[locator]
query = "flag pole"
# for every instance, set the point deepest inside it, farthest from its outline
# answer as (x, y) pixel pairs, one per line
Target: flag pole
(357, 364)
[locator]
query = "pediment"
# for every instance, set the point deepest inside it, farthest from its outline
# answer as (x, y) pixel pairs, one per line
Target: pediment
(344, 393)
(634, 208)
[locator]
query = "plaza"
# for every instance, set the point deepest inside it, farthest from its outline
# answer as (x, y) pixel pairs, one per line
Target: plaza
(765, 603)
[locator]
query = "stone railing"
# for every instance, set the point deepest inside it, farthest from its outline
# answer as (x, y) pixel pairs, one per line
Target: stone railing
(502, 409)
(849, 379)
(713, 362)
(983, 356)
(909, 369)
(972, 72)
★ ★ ★ ★
— Work order —
Count how many lines above carry the word "query". Only the number is required.

— Exercise output —
4